Find every line in the data below that contains the string "flight", and copy each of those lines.

Extracted data
>> Begin

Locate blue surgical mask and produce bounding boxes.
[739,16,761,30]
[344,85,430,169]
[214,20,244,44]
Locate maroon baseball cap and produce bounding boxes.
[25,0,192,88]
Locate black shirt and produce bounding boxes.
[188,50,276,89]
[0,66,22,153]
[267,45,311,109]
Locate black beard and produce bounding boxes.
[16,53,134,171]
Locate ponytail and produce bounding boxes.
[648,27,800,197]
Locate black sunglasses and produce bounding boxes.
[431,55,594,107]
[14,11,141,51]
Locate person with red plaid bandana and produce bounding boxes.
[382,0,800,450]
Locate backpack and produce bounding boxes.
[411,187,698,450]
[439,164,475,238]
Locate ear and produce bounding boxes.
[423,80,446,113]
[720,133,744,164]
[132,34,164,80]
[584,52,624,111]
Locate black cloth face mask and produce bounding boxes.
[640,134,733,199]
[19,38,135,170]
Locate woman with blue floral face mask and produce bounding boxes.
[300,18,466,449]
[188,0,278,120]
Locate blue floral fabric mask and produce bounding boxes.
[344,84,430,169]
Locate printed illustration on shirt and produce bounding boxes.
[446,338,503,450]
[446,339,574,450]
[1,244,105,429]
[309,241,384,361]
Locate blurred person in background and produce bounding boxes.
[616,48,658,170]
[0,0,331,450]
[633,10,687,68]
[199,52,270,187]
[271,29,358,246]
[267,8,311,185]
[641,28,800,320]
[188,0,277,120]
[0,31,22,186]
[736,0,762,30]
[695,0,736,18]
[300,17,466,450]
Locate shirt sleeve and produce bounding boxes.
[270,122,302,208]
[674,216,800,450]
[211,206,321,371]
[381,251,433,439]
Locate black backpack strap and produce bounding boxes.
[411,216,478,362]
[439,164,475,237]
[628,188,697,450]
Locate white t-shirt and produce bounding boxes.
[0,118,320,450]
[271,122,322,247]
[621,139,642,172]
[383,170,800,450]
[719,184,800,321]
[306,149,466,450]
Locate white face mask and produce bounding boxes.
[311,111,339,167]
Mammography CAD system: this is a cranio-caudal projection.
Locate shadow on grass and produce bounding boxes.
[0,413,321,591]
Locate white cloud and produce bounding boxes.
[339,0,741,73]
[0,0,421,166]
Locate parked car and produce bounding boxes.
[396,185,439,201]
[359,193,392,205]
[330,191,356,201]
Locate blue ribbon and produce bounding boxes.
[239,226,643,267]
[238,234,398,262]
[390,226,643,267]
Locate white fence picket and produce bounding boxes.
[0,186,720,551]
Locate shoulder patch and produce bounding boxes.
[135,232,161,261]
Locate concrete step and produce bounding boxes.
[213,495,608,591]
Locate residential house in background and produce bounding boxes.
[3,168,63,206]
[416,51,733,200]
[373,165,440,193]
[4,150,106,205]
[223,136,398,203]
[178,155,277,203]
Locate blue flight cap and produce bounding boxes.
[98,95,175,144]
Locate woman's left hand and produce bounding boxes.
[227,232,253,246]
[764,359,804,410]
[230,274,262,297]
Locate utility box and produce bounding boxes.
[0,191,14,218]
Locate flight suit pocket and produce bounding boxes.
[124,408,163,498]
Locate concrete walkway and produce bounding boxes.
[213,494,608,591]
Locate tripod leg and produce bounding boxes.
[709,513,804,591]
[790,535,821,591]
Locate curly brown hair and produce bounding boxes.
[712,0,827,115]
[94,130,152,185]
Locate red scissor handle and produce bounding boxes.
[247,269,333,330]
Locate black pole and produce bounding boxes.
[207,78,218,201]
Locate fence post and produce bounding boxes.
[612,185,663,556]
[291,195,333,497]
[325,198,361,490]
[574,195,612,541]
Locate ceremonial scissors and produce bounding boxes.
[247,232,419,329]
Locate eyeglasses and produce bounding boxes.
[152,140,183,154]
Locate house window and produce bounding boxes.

>> End

**Result of this task**
Locate blue flight cap and produce bounding boxes.
Locate flight suit pocket and produce bounding boxes.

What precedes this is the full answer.